## Prompt
Could you set down exactly the lines of the data below, starting at the one that holds "Where can the cat's fur" and ending at the one that holds "Where can the sofa be", both included, and only those?

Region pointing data
==============================

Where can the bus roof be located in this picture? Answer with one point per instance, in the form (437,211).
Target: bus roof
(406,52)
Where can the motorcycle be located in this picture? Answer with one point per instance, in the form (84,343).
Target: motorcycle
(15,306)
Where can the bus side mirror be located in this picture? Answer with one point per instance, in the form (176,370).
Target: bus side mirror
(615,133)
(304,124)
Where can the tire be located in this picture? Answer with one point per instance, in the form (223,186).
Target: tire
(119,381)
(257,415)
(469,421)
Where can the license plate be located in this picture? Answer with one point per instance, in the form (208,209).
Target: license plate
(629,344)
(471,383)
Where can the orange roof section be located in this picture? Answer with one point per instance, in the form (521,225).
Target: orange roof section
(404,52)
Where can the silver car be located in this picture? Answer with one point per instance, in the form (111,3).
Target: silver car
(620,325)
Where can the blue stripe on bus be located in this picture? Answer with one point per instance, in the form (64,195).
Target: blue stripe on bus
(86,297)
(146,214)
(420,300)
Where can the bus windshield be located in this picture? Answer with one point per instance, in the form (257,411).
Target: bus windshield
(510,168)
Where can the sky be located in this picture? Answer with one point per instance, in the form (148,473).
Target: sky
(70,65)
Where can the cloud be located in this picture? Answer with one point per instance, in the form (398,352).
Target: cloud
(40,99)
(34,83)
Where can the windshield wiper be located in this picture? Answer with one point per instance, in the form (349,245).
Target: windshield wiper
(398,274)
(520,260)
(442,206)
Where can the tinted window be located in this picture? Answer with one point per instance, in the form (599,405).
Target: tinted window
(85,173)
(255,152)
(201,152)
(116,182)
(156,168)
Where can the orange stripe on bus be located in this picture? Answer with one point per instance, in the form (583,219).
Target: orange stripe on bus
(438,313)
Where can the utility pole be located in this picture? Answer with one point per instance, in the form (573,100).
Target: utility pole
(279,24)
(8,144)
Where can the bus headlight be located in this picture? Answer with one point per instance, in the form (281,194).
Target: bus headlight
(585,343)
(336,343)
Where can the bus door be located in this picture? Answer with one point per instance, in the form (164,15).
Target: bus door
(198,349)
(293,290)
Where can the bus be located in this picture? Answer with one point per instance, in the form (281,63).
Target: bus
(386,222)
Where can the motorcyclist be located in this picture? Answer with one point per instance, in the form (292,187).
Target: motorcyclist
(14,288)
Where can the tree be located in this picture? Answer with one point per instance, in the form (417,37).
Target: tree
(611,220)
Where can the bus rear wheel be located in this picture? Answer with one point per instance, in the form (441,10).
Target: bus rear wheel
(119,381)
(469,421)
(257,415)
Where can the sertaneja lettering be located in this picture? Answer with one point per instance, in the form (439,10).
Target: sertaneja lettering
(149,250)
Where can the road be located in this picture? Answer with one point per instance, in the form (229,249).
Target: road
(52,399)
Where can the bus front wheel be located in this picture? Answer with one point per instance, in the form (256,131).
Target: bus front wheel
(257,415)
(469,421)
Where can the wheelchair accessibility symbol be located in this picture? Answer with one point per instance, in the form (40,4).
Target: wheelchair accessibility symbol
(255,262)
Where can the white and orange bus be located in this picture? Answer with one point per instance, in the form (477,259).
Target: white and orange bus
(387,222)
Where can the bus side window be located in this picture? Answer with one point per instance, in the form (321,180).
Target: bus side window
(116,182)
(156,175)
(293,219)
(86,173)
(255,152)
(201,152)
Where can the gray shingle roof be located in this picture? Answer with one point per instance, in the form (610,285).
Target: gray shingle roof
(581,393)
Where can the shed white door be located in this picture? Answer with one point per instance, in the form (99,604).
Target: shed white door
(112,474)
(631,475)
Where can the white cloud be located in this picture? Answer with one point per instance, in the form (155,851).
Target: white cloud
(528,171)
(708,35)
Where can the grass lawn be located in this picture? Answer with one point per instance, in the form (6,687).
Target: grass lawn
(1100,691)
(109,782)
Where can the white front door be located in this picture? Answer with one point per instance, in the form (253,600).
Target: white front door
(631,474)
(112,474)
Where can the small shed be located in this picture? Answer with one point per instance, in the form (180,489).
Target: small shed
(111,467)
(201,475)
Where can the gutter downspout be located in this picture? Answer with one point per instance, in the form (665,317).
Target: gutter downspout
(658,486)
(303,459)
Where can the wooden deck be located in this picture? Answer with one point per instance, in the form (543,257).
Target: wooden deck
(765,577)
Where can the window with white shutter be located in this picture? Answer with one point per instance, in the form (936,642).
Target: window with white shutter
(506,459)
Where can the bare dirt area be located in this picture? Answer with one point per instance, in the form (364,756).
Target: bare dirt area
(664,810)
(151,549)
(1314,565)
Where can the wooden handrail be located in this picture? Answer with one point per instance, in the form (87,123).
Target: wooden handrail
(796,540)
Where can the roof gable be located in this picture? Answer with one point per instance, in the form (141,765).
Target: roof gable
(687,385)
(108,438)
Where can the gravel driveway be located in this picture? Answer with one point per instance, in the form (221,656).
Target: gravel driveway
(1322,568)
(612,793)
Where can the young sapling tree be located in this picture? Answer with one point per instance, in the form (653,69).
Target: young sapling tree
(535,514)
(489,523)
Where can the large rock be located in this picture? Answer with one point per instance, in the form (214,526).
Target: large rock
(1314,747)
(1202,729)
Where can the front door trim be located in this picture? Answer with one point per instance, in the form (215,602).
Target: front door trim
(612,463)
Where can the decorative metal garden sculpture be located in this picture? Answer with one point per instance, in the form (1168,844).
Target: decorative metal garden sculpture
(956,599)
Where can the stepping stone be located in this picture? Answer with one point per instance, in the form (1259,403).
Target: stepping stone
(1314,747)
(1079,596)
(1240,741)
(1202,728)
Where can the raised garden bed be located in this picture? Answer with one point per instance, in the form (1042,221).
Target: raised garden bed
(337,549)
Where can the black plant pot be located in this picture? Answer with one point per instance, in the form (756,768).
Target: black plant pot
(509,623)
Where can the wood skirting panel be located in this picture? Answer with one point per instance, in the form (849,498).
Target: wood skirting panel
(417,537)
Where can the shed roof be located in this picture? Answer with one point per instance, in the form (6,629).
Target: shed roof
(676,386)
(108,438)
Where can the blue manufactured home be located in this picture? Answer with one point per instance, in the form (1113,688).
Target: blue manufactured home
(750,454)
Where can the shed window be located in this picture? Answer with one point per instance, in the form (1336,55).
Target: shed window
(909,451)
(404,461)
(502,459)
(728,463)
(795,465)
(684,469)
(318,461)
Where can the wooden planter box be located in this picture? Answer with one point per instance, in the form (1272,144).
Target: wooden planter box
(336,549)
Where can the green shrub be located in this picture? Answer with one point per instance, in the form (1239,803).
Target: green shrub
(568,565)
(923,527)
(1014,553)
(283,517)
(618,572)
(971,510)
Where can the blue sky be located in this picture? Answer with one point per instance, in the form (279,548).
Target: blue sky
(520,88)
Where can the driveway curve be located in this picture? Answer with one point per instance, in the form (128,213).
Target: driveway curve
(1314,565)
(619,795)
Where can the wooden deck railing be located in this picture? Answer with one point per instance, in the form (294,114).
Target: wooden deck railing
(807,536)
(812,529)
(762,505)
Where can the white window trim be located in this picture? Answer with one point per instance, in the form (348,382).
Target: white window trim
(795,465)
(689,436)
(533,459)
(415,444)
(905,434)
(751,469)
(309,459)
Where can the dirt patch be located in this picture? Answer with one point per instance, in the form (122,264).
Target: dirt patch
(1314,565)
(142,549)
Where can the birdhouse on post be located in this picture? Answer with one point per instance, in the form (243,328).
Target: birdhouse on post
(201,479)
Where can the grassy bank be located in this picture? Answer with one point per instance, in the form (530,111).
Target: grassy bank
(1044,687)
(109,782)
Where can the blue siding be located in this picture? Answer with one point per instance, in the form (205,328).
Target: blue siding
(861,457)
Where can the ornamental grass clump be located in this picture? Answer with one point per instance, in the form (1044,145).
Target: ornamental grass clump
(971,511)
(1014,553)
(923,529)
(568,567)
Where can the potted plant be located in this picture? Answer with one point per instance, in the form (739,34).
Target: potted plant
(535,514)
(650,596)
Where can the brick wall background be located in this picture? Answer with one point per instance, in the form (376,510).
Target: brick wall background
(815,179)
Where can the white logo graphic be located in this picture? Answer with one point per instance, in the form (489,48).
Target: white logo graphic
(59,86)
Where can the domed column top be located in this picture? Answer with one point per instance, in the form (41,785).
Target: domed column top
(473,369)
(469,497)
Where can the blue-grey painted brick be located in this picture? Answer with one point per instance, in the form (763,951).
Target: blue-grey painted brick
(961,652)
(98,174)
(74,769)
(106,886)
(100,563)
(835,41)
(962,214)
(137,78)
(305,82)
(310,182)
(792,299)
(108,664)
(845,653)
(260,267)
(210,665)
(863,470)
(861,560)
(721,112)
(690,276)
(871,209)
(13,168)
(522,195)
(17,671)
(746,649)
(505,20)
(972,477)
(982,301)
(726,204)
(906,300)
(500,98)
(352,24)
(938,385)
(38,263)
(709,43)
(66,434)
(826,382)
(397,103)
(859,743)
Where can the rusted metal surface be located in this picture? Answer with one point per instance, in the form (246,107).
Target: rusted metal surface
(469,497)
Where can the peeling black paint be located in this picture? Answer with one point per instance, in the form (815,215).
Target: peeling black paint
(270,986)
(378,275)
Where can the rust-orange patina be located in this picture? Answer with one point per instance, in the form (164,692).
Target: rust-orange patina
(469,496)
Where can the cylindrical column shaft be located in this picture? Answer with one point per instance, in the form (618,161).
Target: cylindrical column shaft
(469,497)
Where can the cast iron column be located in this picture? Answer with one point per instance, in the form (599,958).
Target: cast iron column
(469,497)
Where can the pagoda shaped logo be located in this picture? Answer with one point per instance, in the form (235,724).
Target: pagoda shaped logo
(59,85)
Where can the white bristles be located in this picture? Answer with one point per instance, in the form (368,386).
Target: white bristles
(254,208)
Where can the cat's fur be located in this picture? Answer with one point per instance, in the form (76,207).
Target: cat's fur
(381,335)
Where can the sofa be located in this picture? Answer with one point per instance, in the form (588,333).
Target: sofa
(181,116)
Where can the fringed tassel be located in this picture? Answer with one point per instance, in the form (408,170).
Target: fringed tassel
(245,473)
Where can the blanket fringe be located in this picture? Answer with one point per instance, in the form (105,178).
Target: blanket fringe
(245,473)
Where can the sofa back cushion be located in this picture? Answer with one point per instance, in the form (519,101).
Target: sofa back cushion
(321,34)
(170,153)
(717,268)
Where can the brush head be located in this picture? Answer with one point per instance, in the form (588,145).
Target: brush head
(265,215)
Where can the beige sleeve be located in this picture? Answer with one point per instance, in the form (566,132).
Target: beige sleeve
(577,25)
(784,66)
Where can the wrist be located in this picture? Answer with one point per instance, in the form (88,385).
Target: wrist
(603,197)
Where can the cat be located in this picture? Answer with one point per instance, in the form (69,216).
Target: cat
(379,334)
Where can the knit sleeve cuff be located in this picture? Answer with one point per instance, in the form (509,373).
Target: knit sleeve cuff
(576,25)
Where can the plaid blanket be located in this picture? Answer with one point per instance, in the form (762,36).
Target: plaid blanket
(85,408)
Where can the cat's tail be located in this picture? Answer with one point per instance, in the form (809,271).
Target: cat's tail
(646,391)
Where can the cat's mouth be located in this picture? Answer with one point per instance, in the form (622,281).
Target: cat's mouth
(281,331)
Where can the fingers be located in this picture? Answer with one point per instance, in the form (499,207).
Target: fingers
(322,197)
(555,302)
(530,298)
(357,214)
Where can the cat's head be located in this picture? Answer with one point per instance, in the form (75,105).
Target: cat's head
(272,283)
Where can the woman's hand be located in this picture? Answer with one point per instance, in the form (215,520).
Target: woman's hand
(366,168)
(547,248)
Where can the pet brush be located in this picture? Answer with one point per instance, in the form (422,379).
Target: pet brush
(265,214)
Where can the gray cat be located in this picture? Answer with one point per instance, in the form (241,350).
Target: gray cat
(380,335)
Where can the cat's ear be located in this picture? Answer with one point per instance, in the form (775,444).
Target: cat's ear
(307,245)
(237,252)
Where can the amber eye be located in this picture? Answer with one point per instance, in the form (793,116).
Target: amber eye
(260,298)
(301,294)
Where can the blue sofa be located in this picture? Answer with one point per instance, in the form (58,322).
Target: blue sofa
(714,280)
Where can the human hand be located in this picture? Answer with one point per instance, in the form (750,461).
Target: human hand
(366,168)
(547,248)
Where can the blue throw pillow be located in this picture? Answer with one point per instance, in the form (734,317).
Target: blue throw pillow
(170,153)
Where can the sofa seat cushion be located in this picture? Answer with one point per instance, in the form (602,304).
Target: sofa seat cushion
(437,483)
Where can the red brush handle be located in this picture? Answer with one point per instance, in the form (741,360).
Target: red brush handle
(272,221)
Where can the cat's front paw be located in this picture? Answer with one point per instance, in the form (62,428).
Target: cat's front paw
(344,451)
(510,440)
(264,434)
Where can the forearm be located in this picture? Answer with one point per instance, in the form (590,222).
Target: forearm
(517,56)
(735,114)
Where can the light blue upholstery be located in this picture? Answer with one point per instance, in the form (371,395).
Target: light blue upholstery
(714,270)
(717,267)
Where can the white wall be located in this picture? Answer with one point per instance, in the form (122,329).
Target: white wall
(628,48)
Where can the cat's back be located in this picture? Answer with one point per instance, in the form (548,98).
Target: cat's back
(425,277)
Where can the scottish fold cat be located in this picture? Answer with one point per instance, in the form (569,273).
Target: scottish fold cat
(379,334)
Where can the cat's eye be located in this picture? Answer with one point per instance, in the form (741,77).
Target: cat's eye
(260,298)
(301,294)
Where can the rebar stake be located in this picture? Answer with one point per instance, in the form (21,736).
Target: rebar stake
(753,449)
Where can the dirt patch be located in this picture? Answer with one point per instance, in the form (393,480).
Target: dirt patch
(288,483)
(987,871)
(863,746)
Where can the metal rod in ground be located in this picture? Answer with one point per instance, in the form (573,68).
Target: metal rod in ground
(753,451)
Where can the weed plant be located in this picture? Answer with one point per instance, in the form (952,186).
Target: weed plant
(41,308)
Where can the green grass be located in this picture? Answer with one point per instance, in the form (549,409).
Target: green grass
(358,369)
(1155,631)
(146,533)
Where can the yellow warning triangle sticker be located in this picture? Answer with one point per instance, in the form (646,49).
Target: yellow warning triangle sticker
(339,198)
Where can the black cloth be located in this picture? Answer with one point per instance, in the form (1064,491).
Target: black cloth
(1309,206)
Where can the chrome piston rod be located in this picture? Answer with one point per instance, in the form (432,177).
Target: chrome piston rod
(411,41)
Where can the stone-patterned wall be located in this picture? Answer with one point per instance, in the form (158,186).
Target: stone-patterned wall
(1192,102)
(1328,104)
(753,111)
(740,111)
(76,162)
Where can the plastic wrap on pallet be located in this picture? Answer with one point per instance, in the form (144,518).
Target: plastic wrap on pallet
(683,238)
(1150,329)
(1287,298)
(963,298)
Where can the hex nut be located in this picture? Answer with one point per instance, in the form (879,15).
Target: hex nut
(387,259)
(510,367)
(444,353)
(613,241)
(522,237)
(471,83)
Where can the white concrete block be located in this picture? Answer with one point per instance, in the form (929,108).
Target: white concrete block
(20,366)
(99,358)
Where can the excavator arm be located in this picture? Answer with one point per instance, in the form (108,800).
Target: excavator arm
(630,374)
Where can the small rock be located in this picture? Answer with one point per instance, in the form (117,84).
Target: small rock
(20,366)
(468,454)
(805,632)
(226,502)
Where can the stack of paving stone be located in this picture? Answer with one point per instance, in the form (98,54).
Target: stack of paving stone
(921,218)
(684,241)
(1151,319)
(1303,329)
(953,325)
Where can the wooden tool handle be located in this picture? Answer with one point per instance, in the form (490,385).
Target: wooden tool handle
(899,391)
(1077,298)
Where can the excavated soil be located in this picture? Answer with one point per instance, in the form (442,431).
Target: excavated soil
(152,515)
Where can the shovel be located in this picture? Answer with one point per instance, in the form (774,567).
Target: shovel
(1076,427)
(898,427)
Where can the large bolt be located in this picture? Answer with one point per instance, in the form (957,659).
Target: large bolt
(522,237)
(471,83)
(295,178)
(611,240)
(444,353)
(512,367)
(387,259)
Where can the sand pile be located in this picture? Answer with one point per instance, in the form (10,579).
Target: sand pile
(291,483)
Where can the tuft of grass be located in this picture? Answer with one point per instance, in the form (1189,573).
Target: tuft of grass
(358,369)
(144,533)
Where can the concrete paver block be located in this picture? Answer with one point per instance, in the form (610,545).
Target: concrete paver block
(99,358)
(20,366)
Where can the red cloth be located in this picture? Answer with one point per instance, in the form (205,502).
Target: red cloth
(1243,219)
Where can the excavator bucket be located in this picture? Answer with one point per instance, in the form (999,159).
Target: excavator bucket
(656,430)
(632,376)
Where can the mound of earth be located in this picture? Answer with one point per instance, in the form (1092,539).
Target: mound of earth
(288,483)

==============================

## Result for this exercise
Where can the cat's fur be located in this picture? Answer with one point per instance, in the form (76,207).
Target: cat's fur
(381,335)
Where can the sofa be located in this picture? Answer with one point per instance, in the form (588,333).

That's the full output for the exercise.